EXTRACTED INFORMATION.
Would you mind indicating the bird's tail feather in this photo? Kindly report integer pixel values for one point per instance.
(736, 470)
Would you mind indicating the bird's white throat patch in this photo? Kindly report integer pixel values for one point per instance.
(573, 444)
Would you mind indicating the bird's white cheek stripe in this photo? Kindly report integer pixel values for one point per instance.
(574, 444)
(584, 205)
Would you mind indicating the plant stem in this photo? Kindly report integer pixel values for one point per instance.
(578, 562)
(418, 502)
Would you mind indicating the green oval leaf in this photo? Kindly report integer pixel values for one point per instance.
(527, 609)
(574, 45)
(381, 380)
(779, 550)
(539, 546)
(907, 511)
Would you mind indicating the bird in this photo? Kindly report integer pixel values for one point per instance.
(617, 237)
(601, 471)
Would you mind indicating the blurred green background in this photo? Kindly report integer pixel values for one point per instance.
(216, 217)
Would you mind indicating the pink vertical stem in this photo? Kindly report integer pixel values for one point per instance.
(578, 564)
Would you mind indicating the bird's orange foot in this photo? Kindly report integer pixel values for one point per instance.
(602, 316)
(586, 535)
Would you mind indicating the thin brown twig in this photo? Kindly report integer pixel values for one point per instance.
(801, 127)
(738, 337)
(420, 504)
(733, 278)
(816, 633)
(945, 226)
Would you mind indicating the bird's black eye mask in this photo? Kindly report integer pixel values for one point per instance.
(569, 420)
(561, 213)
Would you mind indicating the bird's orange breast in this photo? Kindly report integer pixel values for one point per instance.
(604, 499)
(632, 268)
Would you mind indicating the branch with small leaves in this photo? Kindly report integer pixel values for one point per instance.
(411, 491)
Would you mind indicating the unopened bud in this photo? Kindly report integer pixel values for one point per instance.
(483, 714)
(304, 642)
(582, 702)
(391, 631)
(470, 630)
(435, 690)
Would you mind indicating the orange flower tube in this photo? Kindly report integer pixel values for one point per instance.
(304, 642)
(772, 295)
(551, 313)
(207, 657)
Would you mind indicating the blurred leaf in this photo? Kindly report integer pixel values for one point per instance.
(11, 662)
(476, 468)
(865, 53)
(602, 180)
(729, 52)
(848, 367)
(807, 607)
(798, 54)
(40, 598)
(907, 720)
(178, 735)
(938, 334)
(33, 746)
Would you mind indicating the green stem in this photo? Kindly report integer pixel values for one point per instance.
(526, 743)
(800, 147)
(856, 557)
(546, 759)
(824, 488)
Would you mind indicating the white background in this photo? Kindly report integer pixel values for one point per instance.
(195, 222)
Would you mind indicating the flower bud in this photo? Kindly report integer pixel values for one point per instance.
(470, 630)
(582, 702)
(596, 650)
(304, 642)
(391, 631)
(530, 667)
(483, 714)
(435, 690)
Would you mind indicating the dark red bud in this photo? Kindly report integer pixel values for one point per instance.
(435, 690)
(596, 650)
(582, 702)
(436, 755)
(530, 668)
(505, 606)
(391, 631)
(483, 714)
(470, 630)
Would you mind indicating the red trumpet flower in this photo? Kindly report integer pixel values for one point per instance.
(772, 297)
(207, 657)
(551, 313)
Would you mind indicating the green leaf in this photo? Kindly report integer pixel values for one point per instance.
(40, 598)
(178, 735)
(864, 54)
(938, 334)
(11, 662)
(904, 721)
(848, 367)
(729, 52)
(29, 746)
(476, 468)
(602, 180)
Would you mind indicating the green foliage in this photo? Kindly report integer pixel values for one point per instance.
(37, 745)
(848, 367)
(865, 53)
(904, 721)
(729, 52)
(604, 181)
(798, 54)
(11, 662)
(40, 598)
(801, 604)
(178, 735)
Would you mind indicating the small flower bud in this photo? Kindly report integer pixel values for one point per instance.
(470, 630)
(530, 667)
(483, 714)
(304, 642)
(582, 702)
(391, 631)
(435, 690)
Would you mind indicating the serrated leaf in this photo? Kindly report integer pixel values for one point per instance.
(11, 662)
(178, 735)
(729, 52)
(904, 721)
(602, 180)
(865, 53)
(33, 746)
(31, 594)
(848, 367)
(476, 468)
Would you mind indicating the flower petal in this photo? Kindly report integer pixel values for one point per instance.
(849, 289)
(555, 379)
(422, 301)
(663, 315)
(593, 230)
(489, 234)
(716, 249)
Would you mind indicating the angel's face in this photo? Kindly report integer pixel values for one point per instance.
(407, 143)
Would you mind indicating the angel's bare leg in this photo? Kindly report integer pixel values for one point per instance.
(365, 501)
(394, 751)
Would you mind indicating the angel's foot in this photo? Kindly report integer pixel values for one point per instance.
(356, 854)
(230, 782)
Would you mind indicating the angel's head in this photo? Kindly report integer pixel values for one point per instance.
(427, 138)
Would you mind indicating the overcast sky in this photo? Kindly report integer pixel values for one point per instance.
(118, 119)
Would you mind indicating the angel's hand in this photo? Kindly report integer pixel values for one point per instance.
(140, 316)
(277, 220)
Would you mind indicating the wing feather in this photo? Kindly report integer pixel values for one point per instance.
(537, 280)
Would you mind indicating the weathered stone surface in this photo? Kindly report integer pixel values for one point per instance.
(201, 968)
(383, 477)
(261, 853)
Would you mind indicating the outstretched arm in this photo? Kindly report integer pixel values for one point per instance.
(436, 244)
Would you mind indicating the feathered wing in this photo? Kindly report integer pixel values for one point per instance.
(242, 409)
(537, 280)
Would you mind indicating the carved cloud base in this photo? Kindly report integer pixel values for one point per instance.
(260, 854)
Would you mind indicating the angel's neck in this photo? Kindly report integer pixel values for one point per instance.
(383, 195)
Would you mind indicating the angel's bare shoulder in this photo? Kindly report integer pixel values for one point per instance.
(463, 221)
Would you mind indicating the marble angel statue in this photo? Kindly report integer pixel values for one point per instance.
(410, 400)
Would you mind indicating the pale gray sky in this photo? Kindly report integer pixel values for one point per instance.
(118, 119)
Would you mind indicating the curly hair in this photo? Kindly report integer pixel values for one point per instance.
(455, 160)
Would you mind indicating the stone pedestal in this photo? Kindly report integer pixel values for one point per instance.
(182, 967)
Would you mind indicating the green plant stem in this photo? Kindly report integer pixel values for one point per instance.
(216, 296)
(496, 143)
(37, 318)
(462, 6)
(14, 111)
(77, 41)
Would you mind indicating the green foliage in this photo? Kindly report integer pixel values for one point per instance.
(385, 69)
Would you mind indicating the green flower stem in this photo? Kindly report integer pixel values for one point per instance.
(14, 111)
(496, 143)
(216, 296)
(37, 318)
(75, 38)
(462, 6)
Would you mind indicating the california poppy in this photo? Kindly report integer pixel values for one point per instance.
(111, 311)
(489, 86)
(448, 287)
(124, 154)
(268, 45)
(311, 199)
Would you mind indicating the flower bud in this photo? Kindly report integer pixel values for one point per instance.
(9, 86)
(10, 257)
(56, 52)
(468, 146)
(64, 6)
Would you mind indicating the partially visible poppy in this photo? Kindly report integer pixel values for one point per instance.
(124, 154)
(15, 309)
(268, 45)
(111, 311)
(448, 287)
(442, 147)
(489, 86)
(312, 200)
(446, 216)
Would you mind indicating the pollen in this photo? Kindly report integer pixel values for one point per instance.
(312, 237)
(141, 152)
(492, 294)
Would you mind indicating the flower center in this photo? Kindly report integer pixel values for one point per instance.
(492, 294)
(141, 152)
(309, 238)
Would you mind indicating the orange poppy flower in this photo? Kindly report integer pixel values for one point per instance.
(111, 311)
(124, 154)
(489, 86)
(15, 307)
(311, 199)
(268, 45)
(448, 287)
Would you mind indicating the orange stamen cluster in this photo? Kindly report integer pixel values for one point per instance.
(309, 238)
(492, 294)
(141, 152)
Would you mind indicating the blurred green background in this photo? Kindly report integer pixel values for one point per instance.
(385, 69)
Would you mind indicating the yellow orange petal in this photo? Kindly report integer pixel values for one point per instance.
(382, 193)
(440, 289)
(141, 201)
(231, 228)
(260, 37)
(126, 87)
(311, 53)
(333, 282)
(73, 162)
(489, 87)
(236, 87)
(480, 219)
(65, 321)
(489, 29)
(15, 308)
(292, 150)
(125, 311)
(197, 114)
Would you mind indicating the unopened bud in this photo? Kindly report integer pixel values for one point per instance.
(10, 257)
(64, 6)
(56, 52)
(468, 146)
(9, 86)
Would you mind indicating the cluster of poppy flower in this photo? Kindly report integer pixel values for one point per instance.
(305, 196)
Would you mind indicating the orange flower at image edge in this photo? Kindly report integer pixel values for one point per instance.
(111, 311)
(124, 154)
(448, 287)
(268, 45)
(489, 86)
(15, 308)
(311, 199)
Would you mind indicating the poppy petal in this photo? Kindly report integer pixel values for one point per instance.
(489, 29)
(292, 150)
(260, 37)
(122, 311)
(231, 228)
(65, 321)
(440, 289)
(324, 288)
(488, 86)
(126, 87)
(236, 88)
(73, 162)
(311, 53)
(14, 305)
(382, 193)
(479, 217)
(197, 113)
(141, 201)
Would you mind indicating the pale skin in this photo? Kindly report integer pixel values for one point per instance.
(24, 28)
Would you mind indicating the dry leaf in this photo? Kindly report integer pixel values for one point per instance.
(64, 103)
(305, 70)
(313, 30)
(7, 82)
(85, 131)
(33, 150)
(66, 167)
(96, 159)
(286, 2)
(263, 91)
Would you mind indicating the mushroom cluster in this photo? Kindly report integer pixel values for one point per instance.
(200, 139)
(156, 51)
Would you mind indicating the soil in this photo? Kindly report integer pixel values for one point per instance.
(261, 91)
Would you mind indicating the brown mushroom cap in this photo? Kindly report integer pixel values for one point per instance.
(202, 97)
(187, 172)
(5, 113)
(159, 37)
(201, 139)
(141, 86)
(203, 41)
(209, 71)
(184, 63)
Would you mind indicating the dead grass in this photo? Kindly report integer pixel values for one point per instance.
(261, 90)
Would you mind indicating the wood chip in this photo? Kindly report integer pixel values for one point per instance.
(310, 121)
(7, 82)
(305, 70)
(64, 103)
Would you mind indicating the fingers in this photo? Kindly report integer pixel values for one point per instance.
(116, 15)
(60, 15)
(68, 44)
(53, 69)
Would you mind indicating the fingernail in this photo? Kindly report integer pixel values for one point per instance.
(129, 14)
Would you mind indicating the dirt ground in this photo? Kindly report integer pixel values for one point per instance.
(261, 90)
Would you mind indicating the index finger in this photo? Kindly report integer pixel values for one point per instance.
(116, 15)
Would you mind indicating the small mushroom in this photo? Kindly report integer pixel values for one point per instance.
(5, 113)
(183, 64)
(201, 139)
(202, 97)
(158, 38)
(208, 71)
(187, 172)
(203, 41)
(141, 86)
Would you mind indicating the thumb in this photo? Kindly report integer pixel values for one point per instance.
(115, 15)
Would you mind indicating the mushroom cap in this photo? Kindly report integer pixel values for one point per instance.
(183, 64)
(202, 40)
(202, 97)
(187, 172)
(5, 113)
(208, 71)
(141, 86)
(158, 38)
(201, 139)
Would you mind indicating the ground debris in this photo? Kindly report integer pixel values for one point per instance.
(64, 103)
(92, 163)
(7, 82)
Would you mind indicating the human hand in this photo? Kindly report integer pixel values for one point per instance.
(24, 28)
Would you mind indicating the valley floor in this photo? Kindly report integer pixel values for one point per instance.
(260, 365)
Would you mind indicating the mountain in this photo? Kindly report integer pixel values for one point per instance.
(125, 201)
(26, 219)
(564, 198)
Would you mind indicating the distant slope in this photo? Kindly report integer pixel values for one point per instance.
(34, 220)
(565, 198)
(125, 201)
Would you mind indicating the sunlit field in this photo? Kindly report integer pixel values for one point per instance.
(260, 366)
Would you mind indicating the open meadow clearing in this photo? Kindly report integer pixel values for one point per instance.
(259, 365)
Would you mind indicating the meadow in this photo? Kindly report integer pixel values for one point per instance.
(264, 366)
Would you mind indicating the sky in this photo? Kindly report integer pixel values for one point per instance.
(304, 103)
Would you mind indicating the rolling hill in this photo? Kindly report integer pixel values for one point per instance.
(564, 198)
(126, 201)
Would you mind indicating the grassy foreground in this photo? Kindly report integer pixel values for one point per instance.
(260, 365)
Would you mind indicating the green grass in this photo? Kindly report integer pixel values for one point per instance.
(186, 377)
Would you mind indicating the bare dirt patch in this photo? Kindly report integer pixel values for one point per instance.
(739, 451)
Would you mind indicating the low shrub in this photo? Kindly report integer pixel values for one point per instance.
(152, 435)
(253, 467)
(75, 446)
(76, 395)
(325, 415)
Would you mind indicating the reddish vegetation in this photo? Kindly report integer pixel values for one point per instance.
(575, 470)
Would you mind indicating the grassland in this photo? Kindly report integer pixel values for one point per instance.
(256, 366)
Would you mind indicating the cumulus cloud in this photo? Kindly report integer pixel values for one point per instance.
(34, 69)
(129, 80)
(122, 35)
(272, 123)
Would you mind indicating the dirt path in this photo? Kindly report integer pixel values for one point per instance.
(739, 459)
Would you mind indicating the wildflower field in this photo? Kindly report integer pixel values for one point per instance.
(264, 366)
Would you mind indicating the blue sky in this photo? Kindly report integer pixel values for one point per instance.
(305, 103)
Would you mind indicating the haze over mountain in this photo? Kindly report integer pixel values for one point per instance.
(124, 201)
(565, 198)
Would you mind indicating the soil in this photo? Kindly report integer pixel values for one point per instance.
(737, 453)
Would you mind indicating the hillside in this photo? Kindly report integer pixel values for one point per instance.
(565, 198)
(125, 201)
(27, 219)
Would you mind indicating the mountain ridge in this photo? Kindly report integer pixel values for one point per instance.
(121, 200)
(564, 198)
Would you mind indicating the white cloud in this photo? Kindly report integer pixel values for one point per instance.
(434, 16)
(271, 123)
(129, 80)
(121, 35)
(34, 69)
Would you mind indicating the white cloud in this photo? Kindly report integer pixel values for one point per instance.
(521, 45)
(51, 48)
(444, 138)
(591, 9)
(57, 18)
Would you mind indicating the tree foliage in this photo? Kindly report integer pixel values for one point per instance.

AIM OF THE EXERCISE. Give back the lines of the listing from the one with "Would you mind indicating the hillside" through the end, both included, exactly as written and with nothing added.

FINAL RESULT.
Would you mind indicating the hillside in this photo? Kindly report integer pixel values for one point per instance.
(565, 198)
(125, 201)
(27, 219)
Would you mind indicating the mountain ridge in this photo? Kindly report integer pixel values for one point per instance.
(121, 200)
(564, 198)
Would you mind indicating the white cloud in this photo? Kindly report integer pixel values for one point per instance.
(434, 16)
(271, 123)
(129, 80)
(121, 35)
(34, 69)
Would you mind indicating the white cloud in this photo? Kindly report integer pixel values for one point per instance.
(521, 45)
(51, 48)
(444, 138)
(591, 9)
(57, 18)
Would you mind indicating the tree foliage in this photo? Kindly report integer pixel values for one point per instance.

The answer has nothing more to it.